**YOUR ASSIGNMENT**
Could you repeat, word for word, only the lines from the one containing "element like <point>250,195</point>" through the final line of the records below?

**EXTRACTED MATERIAL**
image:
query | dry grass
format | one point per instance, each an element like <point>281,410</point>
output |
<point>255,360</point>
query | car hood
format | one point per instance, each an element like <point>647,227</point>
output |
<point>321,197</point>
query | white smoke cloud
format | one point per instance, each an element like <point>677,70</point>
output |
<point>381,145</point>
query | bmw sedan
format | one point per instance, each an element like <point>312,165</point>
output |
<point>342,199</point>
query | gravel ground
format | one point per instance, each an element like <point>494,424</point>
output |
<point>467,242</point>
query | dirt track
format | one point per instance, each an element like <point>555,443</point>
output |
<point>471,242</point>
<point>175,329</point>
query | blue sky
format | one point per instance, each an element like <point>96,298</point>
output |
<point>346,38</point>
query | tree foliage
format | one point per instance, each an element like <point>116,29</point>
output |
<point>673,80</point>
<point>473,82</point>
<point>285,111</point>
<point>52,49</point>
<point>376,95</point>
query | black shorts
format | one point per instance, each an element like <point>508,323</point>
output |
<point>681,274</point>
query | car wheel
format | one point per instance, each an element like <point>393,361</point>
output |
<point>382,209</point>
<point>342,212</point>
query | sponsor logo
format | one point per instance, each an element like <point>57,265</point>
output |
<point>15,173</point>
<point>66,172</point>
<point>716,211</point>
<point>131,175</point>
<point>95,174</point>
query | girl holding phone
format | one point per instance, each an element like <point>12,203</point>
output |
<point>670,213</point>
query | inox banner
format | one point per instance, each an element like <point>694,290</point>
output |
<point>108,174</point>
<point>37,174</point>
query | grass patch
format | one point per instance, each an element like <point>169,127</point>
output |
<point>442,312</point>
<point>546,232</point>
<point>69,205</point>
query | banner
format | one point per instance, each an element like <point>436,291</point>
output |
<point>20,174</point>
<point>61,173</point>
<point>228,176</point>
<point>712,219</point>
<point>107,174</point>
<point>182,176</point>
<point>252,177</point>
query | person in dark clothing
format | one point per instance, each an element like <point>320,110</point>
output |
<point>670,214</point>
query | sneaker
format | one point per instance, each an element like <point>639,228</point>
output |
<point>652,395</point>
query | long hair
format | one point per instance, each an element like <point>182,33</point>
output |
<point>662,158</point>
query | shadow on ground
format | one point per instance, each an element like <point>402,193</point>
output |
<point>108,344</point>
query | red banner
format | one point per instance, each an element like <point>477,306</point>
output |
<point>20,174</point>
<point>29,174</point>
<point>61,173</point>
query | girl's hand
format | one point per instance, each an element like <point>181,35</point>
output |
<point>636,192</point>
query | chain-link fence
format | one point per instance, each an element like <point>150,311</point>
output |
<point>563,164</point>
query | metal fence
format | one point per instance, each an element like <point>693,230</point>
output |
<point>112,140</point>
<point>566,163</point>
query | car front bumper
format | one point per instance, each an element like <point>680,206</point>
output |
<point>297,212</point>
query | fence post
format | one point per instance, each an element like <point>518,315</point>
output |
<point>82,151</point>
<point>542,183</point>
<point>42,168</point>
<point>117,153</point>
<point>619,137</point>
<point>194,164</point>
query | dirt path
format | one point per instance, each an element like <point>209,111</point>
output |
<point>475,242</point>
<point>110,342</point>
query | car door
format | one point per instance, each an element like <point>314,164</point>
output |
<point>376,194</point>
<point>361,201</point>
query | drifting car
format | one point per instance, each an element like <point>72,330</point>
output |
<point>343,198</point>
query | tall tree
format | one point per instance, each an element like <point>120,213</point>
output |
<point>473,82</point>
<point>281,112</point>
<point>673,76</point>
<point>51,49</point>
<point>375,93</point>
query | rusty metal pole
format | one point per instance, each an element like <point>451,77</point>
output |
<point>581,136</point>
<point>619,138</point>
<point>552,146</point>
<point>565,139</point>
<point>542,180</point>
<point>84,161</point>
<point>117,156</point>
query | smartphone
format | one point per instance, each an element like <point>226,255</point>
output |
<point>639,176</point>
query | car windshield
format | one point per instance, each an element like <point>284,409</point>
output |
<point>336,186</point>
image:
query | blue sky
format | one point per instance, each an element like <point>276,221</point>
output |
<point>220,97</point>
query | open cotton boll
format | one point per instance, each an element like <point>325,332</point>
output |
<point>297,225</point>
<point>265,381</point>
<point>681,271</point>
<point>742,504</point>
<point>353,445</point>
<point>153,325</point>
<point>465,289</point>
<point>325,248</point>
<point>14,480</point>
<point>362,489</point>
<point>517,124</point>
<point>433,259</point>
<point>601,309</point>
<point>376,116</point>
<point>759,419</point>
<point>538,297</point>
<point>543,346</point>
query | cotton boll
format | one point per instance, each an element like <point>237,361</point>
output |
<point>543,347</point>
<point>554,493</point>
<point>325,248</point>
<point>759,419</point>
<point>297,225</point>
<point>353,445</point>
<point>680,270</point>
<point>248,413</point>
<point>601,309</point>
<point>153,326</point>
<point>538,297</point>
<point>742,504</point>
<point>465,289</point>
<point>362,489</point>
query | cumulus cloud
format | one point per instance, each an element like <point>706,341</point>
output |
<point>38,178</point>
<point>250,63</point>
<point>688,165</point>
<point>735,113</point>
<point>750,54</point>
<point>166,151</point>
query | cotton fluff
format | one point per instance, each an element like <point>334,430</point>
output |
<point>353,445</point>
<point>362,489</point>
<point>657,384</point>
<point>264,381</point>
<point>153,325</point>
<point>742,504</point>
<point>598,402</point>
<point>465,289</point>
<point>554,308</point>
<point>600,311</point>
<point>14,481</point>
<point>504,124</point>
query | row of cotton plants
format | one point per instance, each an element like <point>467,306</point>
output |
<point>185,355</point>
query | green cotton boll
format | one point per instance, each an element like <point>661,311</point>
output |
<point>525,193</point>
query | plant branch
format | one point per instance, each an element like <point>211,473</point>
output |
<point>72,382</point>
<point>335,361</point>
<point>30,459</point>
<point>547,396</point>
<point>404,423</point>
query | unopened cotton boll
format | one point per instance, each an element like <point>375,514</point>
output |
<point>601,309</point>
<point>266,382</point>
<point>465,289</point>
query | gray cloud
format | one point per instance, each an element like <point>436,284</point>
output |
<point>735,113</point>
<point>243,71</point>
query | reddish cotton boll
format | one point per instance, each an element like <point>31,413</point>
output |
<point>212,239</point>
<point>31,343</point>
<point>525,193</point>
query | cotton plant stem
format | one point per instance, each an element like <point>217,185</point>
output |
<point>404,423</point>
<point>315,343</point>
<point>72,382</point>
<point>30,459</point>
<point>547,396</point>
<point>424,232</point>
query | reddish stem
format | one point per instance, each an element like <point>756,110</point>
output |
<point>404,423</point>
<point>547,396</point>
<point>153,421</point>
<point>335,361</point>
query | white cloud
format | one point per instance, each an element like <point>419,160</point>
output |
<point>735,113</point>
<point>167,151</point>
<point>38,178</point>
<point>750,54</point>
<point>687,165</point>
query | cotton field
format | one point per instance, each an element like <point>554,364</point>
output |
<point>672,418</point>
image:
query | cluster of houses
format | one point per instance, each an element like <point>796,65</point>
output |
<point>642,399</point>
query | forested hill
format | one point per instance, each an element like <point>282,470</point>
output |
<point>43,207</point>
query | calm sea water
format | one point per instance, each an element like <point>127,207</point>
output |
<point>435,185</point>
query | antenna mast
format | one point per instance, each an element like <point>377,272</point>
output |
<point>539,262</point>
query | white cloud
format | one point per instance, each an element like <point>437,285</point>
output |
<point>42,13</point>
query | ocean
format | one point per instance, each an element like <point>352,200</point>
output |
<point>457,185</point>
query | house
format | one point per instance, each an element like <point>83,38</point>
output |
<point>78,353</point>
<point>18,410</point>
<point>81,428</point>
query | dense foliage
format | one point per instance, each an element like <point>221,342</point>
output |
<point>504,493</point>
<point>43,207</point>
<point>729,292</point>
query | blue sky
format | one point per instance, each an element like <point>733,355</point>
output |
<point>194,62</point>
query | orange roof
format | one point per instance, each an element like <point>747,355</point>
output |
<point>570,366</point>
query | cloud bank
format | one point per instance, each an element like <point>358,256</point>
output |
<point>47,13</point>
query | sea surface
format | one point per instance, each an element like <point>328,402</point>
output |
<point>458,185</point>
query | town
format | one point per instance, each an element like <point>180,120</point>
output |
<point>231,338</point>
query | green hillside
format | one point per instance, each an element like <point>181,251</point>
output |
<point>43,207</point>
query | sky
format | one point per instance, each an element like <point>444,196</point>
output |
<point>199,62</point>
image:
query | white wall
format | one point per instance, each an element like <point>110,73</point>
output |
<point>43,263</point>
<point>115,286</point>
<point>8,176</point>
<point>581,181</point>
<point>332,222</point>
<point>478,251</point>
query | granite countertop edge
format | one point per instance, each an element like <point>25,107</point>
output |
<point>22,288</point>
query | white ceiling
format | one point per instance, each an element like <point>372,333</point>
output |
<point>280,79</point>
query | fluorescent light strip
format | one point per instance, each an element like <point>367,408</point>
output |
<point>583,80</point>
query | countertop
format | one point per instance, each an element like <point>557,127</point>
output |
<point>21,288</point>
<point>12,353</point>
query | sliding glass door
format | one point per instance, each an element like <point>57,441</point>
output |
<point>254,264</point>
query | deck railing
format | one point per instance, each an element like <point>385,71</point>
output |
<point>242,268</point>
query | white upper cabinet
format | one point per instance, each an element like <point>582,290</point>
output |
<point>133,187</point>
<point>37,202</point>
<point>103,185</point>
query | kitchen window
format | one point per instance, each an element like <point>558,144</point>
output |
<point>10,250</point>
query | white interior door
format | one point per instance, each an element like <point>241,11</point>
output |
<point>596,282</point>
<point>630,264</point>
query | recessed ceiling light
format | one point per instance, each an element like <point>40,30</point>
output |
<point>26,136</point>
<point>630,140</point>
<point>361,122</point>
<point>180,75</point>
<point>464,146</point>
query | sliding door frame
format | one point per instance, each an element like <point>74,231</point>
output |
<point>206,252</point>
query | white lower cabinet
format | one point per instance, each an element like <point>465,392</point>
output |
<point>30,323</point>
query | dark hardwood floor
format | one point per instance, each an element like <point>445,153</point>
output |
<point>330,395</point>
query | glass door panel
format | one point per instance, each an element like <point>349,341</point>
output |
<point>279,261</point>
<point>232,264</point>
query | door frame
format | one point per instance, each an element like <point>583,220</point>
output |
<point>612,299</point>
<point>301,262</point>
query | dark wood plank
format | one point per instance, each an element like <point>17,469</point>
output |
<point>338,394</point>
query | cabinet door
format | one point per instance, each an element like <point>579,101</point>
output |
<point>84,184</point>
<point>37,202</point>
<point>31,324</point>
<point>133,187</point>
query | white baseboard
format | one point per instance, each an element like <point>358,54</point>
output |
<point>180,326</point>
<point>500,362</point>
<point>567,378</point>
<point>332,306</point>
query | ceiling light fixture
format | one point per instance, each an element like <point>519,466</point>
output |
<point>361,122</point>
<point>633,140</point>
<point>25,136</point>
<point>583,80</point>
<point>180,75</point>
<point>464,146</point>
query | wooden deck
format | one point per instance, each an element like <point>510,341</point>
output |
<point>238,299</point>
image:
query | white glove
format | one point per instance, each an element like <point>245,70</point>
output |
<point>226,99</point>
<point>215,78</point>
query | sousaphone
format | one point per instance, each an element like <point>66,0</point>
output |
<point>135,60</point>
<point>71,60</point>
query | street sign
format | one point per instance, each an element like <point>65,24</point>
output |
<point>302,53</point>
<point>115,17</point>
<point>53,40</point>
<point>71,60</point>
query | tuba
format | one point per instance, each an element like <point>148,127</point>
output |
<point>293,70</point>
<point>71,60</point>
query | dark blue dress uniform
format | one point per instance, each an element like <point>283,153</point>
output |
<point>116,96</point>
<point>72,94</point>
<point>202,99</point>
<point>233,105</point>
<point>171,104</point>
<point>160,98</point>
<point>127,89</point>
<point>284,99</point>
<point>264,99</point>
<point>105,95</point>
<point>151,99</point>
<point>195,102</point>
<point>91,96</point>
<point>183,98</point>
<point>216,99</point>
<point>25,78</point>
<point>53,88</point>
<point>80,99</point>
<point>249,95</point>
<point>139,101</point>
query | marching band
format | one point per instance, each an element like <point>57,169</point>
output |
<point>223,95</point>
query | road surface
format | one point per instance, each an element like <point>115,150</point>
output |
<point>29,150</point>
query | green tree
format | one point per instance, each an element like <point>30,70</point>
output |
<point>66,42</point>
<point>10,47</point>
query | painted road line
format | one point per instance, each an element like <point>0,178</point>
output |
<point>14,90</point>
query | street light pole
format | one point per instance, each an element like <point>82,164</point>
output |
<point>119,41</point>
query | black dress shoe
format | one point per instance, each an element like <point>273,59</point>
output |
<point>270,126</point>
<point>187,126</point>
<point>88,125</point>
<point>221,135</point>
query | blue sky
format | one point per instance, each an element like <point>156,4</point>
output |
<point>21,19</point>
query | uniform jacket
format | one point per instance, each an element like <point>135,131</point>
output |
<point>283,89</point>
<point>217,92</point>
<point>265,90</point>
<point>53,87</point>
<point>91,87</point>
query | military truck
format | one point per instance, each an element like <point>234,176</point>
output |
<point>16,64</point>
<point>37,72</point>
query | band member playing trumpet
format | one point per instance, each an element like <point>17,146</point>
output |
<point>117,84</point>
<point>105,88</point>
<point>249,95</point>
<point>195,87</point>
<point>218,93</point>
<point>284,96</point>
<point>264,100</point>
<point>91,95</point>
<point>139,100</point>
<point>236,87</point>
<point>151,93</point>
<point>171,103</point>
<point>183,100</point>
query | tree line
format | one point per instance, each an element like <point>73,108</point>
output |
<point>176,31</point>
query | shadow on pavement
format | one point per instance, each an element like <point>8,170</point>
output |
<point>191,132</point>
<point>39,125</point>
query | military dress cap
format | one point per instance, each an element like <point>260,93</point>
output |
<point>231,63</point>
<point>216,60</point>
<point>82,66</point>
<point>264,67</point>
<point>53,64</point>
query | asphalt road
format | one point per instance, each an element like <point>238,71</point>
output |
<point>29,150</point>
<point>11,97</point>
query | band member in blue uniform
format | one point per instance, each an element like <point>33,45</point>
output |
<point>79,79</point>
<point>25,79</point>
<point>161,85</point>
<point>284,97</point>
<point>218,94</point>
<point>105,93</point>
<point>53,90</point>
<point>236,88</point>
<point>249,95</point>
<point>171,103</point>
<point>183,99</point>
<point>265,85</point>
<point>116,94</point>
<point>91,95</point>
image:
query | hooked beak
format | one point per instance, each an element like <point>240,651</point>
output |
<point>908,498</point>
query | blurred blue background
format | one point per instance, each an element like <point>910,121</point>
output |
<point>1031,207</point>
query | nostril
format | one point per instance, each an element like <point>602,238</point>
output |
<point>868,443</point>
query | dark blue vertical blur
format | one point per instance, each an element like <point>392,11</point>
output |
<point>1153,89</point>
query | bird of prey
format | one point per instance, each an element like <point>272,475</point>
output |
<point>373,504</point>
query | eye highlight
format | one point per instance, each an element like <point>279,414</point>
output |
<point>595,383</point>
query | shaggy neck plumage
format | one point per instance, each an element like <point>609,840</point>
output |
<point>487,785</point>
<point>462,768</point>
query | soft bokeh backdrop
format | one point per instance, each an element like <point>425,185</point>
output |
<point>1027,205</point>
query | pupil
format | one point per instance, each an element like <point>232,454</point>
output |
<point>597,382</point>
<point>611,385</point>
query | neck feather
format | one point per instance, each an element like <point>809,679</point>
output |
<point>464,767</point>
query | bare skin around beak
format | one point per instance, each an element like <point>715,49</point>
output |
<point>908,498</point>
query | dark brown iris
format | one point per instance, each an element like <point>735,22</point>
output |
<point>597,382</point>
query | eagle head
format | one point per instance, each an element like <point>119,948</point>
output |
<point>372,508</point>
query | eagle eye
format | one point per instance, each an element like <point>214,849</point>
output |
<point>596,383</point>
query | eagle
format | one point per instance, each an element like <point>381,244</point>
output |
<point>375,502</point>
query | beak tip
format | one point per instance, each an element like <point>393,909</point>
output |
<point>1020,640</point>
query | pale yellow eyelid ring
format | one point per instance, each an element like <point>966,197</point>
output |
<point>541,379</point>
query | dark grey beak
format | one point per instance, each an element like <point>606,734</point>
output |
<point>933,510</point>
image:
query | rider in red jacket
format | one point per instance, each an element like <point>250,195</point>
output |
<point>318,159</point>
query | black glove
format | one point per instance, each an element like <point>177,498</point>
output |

**SOLUTION**
format | one point per instance, each an element like <point>250,195</point>
output |
<point>318,159</point>
query | black glove
format | one point per instance, each an element like <point>177,498</point>
output |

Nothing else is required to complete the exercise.